▸ Given exercise A:
Return every line of the rows below that contains the string "xmin", matching its case exactly.

▸ Passage given:
Tuesday, July 11, 2006

Birthday Booty

On the eve of my birthday I've been a little depressed. Some would say that's normal, as I'm getting older and 29 is my last year of my twenties. Unfortunately, that's not the problem. See, many women in my family have lived past 90 years old. I see how I've lived these past 29 years and think, "Oh god, 60 more years of this shit. Ugh! 60 more years of career disappointment, 60 more years of hating my art, 60 more years of thinking I should text message Bill, 'you still married?'" And then not text messaging him only because I don't have his cell phone number and you can't text message a house. I'm already tired and I"m only 29. If I'm tired now while I have my health and am in some sort of shape what does this mean for me when I eventually don't have my health and I'm in no shape at all? There are just more years and more years and more years and still more years to come. Fuck Me!

But then I came home to a birthday card from my aunt. Inside she wrote to me that she had purchased this card in 1990 but had been waiting for the right person and the right time to send it to me. On the front stand two women and a dog in a dog house. The one woman says to the other woman, "Yeah, I named him after my ex-boyfriend." And the name above the dog house reads, "Fuckface." Brilliant card.

▸ The data:
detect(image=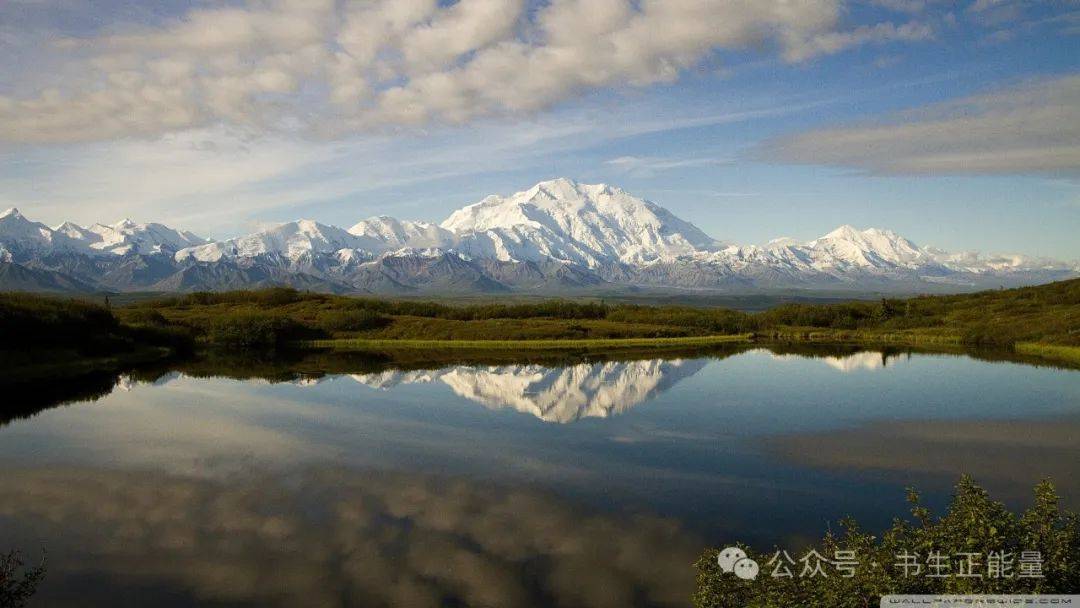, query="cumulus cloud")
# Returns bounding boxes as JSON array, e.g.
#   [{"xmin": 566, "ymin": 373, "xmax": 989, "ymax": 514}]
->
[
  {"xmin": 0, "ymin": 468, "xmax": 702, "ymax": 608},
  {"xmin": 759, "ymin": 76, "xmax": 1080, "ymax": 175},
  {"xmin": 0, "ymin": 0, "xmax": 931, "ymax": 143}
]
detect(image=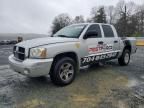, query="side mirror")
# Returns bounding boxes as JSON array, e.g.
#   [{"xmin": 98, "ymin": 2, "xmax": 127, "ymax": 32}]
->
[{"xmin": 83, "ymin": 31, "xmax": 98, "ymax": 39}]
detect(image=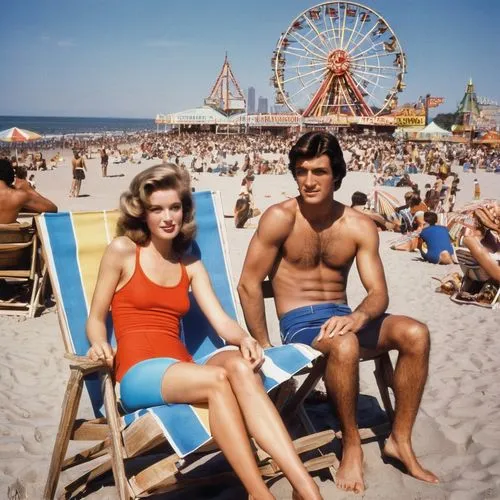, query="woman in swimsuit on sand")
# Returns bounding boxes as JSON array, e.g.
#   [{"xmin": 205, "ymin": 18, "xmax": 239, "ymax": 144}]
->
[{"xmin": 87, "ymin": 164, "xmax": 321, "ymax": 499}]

▸ Given exercise B:
Carry on the birthday blog post above, starting right after its final sentence.

▸ Right answer A:
#   [{"xmin": 566, "ymin": 373, "xmax": 989, "ymax": 514}]
  {"xmin": 0, "ymin": 468, "xmax": 702, "ymax": 608},
  {"xmin": 759, "ymin": 76, "xmax": 1080, "ymax": 175},
  {"xmin": 0, "ymin": 0, "xmax": 931, "ymax": 143}
#   [{"xmin": 98, "ymin": 2, "xmax": 127, "ymax": 32}]
[{"xmin": 83, "ymin": 31, "xmax": 98, "ymax": 39}]
#   [{"xmin": 205, "ymin": 18, "xmax": 239, "ymax": 144}]
[{"xmin": 87, "ymin": 164, "xmax": 321, "ymax": 499}]

▸ Right answer B:
The next piece of mail I opened was from my friend James. It's a pink t-shirt and on the back it reads, "No Fatties." He told me last week while he was visiting that he wanted to get me a shirt that had printed on it that sentiment. Go James and Aunt Sue for brightening up my day.

5 comments:

Will McKinley said...

You should just skip ahead to 30. The 30's are more fun than the 20's.

simonmaxhill said...

Hey, I sent you your present during that fight we had about Alf, so don't open it. Just call the NYPD and tell them you have a suspect package, and then stand real far back.

Please accept my apologies on your birthday, and know that however old you get, or feel, or how much you mature, you are still TOTALLY FUCKING WRONG ABOUT ALF.

Shaun Eli said...

Happy birthday from a secret admirer.


Oops.

Happy birthday anyway.

rachael said...

Simon, you always know how to warm a heart.

Shaun, you always know how to creep out a heart

Will, you will always try to advise a heart.

K. said...

Actually, if you have a Sprint cell phone, you can text message a house. ;)

Happy (Belated) Birthday!!!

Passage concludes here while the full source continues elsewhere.